**AUSGANGSTEXT**.
+ + +

Beşiktaş – Galatasaray 1:1 (0:0)

BJK İnönü Stadyumu, 32.145 Zuschauer (ausverkauft)
Türkcell Süperlig, 21.02.2010

Nur etwa drei Kilometer von Kasımpaşa entfernt liegt das Inönü-Stadion. Über den Taksim-Platz, wo sich die GS-Fans versammelten, ging’s zunächst ins Kazan Beer House. Dieses liegt inmitten des Stadtteils Beşiktaş und bildet das Epizentrum der Party vor dem Spiel. Dort traf ich mich mit Rasim und seinen Kumpels. Lautstark und feuchtfröhlich geht es dort zur Sache, doch viel Zeit blieb nicht. Die gesamte Meute, die sich in und um der Kneipe traf, machte sich gemeinsam auf den Marsch ins etwa 500 Meter entfernte Stadion.

Das Inönü ist ein klassisches Fußballstadion direkt neben dem Dolmabahçe-Palast gelegen, mit Blick auf Bosporus und Moschee – und gleichzeitig das einzige Stadion der Welt, das man von einem anderen Kontinent aus erblicken kann.  Das Polizeiaufgebot rund ums Stadion war erwartungsgemäß groß. Die paar tausend ‘ultrAslan’ aus dem nördlich angrenzenden Viertel Galatasaray wurden gut bewacht, sodass es zu keinerlei Zwischenfällen kam. Im Stadion ist größte Ultra-Gruppierung von Beşiktaş (Çarşı) auf der Kapalı-Tribüne an der Seitenlinie zuhause. Die meisten dort haben Jahreskarten, und die verfügbaren restlichen Tickets gingen offiziell für sage und schreibe 250 TL (rund 120 Euro) über den Tisch. Aber selbst für einen Platz auf der dreistöckigen Hintertortribüne ‘Yeni Açık’ schlug mit knapp 40 Euro zu Buche. Wir fanden im Mittelrang Platz und aufgrund der Enge fragte ich mich, ob da nicht viel mehr als 32.145 Leute im Stadion waren. Selbst die Ordner standen auf den Sitzen. Und obwohl es eigentlich keine Stehplätze gibt, sah man nur ein paar Leute auf der Haupttribüne sitzen.

+ + +

**GESPEICHERTE DATENSÄTZE**.

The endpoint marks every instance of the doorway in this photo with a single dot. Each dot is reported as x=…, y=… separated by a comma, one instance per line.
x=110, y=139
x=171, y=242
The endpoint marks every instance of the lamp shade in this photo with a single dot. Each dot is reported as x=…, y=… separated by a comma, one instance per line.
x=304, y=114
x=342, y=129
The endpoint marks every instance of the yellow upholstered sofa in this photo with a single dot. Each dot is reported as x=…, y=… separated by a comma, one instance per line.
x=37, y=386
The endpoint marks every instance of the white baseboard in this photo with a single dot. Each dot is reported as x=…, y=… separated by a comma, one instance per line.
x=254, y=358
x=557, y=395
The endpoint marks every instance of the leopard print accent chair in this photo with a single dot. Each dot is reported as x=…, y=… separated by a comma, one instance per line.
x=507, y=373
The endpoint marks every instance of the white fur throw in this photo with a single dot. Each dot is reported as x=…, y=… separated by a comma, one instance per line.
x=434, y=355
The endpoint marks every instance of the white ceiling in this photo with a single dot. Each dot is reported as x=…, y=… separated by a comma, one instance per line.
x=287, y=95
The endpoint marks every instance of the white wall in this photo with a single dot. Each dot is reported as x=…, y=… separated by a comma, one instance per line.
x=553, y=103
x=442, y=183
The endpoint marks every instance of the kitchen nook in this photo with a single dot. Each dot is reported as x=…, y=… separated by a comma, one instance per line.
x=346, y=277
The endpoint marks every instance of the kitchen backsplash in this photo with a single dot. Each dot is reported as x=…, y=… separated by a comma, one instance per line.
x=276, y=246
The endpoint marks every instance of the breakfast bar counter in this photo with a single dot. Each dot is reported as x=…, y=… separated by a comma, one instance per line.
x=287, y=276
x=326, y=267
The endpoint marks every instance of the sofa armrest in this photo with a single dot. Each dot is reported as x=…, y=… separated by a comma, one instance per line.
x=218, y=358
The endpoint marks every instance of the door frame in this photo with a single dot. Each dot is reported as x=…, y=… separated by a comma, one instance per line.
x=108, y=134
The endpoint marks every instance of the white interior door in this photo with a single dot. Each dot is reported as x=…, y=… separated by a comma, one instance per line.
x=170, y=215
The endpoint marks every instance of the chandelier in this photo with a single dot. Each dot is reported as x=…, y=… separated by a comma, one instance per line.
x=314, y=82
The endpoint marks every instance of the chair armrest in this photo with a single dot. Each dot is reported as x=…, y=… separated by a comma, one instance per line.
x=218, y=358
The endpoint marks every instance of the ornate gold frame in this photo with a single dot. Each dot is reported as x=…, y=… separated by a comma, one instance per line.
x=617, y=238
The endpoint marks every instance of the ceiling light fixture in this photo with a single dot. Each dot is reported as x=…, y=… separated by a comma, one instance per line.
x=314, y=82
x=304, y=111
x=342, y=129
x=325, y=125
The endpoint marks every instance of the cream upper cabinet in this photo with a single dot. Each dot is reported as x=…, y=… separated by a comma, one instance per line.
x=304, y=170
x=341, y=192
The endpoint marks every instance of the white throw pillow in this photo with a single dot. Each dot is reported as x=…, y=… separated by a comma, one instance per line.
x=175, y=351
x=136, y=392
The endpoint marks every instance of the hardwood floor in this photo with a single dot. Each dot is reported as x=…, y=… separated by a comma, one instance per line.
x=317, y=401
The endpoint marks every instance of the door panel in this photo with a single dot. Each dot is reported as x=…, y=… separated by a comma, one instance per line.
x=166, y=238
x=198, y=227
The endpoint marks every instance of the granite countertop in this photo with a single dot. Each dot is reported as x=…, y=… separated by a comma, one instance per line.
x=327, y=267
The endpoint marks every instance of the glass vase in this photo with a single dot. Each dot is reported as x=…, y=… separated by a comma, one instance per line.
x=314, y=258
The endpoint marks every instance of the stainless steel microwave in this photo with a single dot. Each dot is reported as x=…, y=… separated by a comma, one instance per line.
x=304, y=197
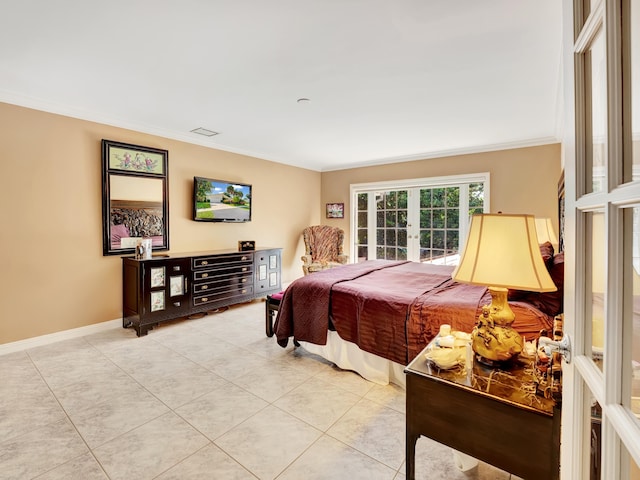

+ + +

**AUFGABEN**.
a – Beantworte anhand des Spielberichts diese drei Fragen:
(i) Wie viele Zuschauer werden für das Spiel angegeben?
(ii) Wie weit ist das Stadion vom Kazan Beer House entfernt?
(iii) Wie heißt die größte Ultra-Gruppierung von Beşiktaş, und auf welcher Tribüne ist sie zuhause?
b – Stimmen die folgenden Aussagen mit dem Spielbericht überein? Antworte jeweils mit Ja oder Nein und zitiere die entscheidenden Worte.
(i) Die GS-Fans versammelten sich auf dem Taksim-Platz.
(ii) Rund ums Stadion kam es zu Zwischenfällen.
(iii) Im Inönü-Stadion gibt es eigentlich Stehplätze.

**ANTWORTEN**.
a –
(i) 32.145 Zuschauer, das Stadion war ausverkauft.
(ii) Etwa 500 Meter.
(iii) Sie heißt Çarşı und ist auf der Kapalı-Tribüne an der Seitenlinie zuhause.

b –
(i) Ja: „Über den Taksim-Platz, wo sich die GS-Fans versammelten“
(ii) Nein: „sodass es zu keinerlei Zwischenfällen kam“
(iii) Nein: „obwohl es eigentlich keine Stehplätze gibt“